Quadrigeminal cistern lipoma

Last revised by Mostafa Elfeky on 20 Jul 2023

Quadrigeminal cistern lipomas make up approximately 25% of intracranial lipomas and are located within the quadrigeminal cistern. They may be associated with hypoplasia of the inferior colliculus or agenesis of the corpus callosum.

For a general discussion please refer to the article on intracranial lipomas.

They are usually asymptomatic and are usually found incidentally. Rarely do they cause mass effect resulting in seizures or hydrocephalus 7. Due to their location, If symptomatic, patients usually present with diplopia, disturbances in behavior due to brainstem compression and signs of hydrocephalus 9.

CT and MRI findings are characteristic for a fat-containing mass or lesion, however located in the quadrigeminal cistern.

# Exercise prompt:
Could you restate the article on quadrigeminal cistern lipomas, starting with "Quadrigeminal cistern lipomas" and going on through "of hydrocephalus 9.", and replace "diplopia" with "double vision"? The items have nothing to do with the article on quadrigeminal cistern lipomas.

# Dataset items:
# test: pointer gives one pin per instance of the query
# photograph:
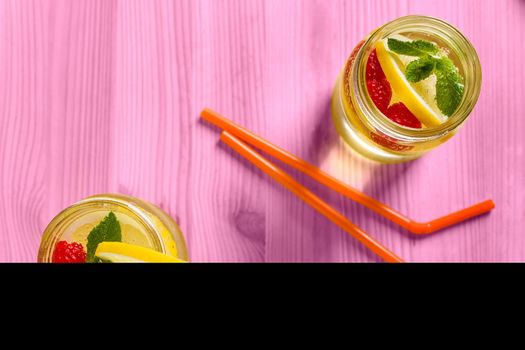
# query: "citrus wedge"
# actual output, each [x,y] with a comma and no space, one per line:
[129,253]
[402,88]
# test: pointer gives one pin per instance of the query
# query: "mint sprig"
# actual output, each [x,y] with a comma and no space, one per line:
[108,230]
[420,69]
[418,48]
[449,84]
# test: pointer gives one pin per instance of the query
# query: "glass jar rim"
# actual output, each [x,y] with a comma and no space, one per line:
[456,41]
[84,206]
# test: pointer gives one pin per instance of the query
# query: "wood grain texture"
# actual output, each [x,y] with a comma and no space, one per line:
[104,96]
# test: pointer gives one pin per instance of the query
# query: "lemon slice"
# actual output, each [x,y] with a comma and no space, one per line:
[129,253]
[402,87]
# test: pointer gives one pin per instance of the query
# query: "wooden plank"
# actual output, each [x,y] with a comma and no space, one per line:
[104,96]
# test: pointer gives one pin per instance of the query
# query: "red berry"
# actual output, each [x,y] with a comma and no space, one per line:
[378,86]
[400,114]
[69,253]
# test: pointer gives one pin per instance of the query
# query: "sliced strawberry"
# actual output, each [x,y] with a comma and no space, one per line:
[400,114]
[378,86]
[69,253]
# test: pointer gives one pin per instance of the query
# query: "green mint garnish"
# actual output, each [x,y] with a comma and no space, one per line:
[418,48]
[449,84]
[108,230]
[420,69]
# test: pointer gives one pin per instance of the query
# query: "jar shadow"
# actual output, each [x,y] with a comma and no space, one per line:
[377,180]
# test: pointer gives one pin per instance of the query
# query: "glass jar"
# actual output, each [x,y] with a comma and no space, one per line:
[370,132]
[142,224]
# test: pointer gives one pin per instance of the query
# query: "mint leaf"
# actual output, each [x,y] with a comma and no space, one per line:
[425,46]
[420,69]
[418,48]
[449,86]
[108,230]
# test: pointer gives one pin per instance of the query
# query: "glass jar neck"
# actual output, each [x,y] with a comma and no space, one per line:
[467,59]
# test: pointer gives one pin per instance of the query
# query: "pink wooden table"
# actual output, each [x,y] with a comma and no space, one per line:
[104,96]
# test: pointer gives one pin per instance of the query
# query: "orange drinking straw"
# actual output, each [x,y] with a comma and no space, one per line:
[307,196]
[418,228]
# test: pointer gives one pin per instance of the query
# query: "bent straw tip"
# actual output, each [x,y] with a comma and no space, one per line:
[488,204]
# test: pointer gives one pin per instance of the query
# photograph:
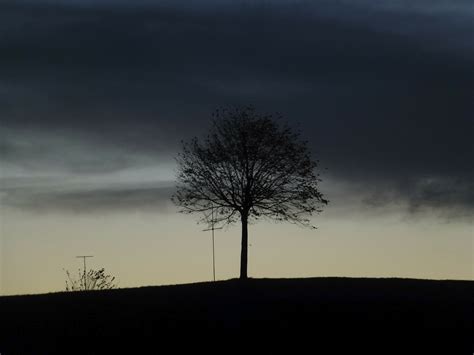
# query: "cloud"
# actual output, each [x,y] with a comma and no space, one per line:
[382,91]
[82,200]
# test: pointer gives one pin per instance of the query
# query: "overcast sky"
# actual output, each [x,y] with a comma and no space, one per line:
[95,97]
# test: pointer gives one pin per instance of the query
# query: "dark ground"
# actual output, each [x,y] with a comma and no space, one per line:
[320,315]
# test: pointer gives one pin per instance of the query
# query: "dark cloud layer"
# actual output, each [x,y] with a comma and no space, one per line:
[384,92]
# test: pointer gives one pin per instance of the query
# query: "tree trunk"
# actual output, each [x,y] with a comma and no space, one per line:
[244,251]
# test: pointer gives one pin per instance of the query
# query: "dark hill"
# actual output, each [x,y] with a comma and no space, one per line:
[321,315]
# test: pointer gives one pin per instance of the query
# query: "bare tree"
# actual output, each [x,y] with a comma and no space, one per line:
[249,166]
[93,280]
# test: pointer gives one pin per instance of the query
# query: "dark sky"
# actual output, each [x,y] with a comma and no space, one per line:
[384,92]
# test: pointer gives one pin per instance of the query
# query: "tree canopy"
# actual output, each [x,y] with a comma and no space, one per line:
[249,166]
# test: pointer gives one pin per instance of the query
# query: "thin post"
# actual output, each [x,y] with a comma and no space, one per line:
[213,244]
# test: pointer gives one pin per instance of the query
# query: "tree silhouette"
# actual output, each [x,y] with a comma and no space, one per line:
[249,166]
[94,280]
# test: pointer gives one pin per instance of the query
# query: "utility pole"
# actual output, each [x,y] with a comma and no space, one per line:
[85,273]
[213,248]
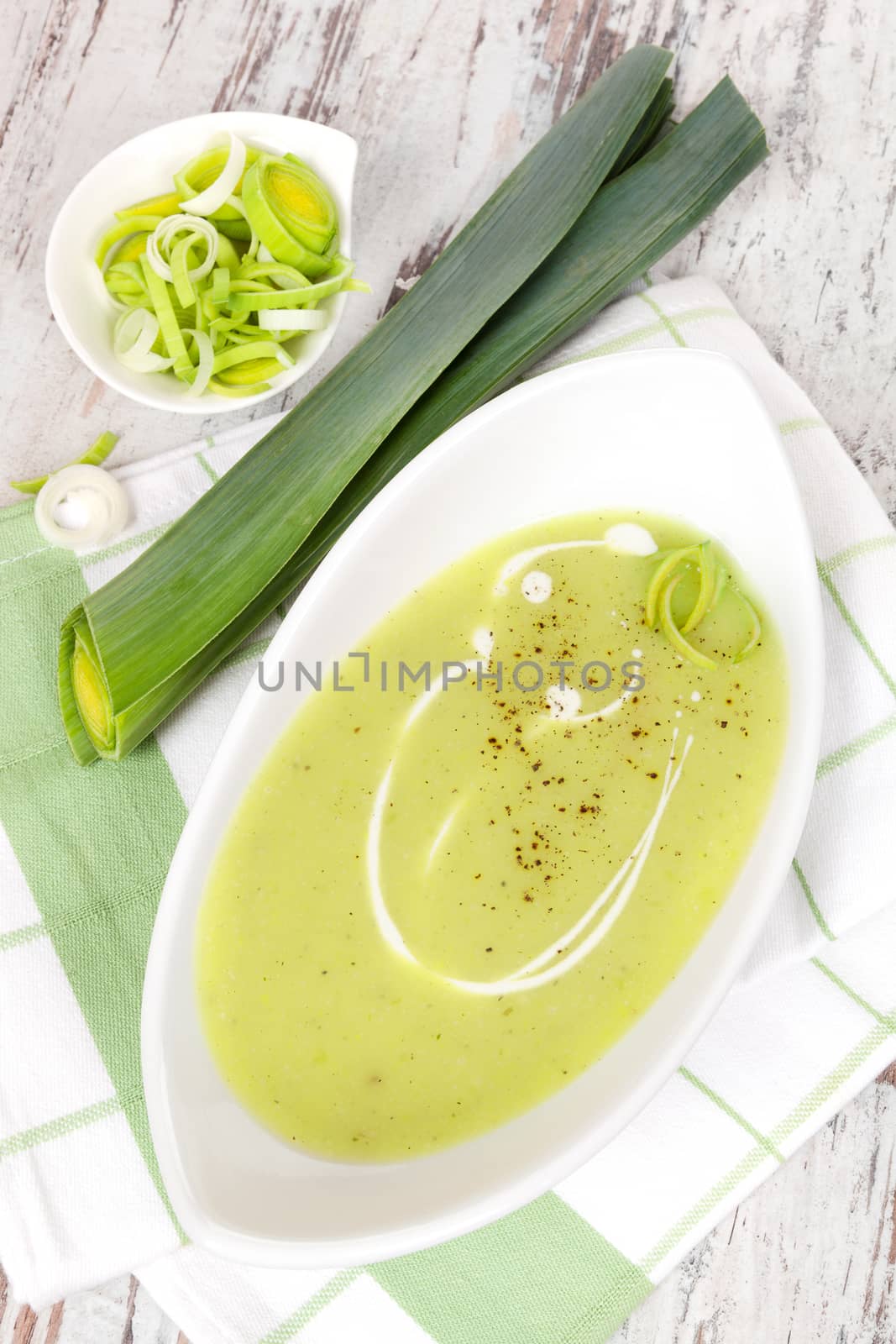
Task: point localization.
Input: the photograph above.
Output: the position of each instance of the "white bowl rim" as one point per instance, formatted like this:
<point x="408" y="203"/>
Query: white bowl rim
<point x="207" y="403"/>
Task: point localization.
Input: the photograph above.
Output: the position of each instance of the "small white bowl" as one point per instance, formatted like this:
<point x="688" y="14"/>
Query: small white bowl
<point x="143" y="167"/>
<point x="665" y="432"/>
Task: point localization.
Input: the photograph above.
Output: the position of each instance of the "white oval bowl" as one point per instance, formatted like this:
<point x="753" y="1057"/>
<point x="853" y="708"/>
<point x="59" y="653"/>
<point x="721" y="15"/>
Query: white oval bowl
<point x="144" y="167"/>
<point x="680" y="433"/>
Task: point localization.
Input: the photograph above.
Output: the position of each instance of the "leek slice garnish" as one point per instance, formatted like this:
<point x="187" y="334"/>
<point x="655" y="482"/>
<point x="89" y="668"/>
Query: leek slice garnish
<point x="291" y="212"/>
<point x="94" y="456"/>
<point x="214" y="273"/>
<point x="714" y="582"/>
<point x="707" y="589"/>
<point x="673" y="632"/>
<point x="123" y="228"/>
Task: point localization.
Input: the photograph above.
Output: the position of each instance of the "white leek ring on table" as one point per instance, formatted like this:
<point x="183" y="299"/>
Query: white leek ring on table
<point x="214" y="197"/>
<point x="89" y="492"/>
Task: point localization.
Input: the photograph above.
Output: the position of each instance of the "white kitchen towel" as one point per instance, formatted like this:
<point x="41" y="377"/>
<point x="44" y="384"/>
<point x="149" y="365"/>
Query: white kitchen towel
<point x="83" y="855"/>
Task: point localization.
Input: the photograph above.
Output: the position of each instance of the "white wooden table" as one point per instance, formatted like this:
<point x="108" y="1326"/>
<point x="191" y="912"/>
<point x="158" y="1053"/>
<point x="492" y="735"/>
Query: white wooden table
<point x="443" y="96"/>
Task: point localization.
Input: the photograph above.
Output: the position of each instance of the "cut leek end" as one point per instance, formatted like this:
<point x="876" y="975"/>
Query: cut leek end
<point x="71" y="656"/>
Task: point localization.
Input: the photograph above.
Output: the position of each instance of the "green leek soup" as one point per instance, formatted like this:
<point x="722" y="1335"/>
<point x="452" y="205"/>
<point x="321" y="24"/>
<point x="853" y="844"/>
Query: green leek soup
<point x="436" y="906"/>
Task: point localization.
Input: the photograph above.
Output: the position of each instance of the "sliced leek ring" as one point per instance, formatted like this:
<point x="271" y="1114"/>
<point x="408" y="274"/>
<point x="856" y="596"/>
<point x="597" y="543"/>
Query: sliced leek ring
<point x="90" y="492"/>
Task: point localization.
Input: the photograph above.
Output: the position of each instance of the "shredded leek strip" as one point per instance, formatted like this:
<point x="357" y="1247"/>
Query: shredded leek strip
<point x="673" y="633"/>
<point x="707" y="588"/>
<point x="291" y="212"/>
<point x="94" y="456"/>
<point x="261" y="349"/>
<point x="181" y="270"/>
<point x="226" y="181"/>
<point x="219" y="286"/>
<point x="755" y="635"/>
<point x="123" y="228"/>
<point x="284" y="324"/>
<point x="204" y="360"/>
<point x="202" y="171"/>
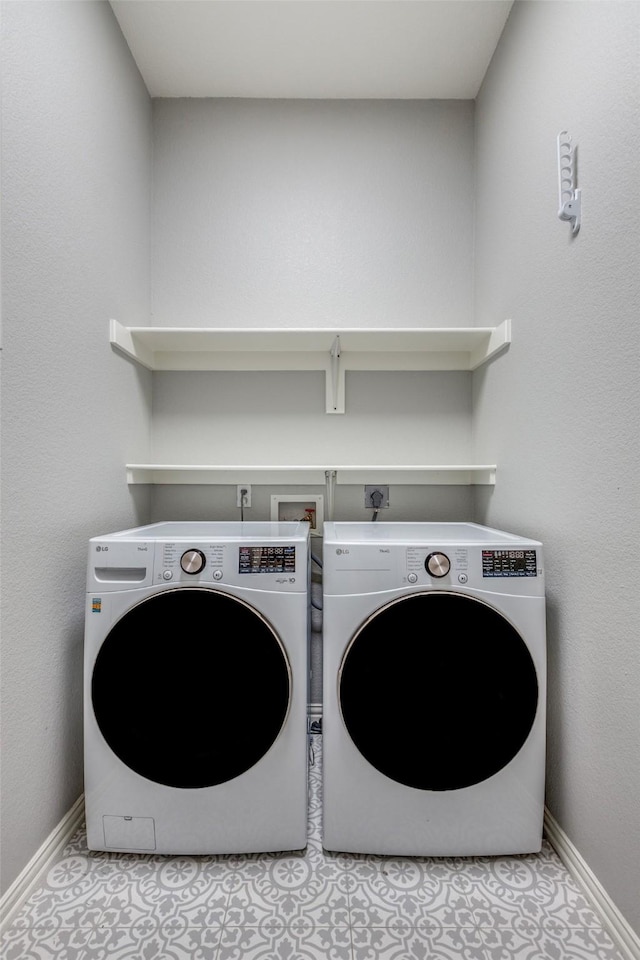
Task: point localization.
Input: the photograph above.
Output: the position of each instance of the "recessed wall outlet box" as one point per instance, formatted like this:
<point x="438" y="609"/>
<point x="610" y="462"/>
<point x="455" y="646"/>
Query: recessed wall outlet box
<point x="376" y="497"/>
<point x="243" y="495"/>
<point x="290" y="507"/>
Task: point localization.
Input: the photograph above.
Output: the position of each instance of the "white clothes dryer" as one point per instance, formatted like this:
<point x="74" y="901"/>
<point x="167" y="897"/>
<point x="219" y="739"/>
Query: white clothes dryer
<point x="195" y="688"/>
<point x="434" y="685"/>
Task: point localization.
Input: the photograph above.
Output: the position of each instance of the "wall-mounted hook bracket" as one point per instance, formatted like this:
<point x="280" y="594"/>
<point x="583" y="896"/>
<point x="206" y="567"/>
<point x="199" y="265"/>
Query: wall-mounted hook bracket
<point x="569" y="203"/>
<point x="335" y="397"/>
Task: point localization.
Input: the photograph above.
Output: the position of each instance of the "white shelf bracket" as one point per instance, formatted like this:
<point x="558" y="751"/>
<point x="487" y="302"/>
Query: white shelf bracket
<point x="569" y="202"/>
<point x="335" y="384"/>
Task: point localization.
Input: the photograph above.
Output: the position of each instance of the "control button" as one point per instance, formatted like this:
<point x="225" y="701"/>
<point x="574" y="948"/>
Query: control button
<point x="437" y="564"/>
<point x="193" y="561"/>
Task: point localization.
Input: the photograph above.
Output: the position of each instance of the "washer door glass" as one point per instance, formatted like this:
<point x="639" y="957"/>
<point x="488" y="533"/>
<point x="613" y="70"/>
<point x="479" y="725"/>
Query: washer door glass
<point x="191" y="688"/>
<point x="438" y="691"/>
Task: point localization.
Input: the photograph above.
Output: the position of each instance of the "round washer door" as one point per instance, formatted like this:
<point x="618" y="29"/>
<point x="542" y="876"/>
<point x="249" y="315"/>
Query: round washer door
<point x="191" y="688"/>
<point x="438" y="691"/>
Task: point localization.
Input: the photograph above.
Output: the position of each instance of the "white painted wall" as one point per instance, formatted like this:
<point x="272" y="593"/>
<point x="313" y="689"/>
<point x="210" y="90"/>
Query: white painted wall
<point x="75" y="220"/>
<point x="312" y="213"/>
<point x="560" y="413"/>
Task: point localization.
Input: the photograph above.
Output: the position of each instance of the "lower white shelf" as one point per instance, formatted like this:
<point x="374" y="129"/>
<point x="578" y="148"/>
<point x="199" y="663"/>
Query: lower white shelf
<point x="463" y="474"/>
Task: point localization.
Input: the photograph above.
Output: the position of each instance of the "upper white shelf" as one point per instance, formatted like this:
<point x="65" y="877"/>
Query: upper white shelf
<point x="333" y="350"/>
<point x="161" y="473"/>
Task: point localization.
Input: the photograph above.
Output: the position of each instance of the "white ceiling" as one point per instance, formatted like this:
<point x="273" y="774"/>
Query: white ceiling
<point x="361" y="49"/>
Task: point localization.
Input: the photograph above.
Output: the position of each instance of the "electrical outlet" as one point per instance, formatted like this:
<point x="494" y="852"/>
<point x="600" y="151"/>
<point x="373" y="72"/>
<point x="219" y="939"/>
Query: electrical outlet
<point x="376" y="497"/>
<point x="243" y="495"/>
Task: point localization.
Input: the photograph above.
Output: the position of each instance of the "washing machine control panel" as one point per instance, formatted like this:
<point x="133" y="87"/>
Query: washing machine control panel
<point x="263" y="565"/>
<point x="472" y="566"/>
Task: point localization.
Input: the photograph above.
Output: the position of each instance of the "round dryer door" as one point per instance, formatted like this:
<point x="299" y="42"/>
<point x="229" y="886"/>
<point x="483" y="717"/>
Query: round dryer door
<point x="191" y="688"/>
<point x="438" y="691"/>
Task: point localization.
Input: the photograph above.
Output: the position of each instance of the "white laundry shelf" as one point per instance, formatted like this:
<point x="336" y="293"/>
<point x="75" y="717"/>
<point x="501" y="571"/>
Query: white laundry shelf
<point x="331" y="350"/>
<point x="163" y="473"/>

# Solution for this task:
Quadrigeminal cistern lipomas make up approximately 25% of intracranial lipomas and are located within the quadrigeminal cistern. They may be associated with hypoplasia of the inferior colliculus or agenesis of the corpus callosum.

For a general discussion please refer to the article on intracranial lipomas.

They are usually asymptomatic and are usually found incidentally. Rarely do they cause mass effect resulting in seizures or hydrocephalus 7. Due to their location, If symptomatic, patients usually present with double vision, disturbances in behavior due to brainstem compression and signs of hydrocephalus 9.